Text passage:

--------------------

The PEP champion then emails the PEP editor <peps(a)python.org> with
a proposed title and a rough, but fleshed out, draft of the PEP.
This draft must be written in PEP style as described below.
If the PEP editor approves, he will assign the PEP a number, label
it as standards track or informational, give it status 'draft',
and create and check-in the initial draft of the PEP. The PEP
editor will not unreasonably deny a PEP. Reasons for denying PEP
status include duplication of effort, being technically unsound,
not providing proper motivation or addressing backwards
compatibility, or not in keeping with the Python philosophy. The
BDFL (Benevolent Dictator for Life, Guido van Rossum) can be
consulted during the approval phase, and is the final arbitrator
of the draft's PEP-ability.
If a pre-PEP is rejected, the author may elect to take the pre-PEP
to the comp.lang.python newsgroup (a.k.a. python-list(a)python.org
mailing list) to help flesh it out, gain feedback and consensus
from the community at large, and improve the PEP for
re-submission.

--------------------

Items from a data source:
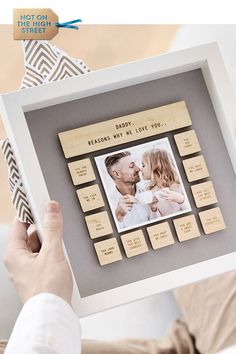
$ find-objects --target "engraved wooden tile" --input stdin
[174,130,201,156]
[191,181,218,208]
[173,215,200,242]
[68,158,96,186]
[85,211,113,239]
[199,207,226,235]
[183,155,209,182]
[58,101,192,158]
[147,222,175,250]
[121,230,148,258]
[94,237,122,265]
[76,184,104,212]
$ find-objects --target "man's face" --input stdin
[111,155,140,184]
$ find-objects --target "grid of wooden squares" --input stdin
[58,101,226,266]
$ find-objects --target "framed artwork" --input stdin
[1,43,236,317]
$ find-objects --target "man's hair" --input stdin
[105,151,131,178]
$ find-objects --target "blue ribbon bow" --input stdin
[55,19,82,30]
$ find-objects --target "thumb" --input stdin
[42,201,63,252]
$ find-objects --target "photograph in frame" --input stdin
[95,138,191,232]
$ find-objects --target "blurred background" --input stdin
[0,25,236,340]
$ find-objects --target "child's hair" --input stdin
[143,149,180,190]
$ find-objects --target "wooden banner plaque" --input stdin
[58,101,192,158]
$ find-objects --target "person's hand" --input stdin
[116,194,137,221]
[159,188,185,204]
[4,202,73,304]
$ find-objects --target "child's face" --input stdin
[141,160,151,180]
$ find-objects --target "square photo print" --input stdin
[95,138,191,232]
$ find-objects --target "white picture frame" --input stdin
[0,43,236,317]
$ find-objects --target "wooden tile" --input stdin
[174,130,201,156]
[199,207,226,235]
[94,237,122,265]
[121,230,148,258]
[68,159,96,186]
[191,181,218,208]
[58,101,192,158]
[173,215,200,242]
[85,211,113,239]
[147,222,175,250]
[183,155,209,182]
[76,184,105,212]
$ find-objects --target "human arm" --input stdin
[4,202,80,354]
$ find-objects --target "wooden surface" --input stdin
[77,184,105,212]
[174,130,201,156]
[58,101,192,158]
[94,237,122,265]
[191,181,218,208]
[147,222,175,250]
[85,211,113,239]
[68,158,96,186]
[183,155,209,182]
[199,207,226,235]
[120,230,148,258]
[0,25,178,223]
[174,215,200,242]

--------------------

Exercise aim: According to the PEP passage, who is the final arbitrator of a draft's PEP-ability? Rely on the PEP passage alone.

Answer in full: The BDFL (Benevolent Dictator for Life), Guido van Rossum.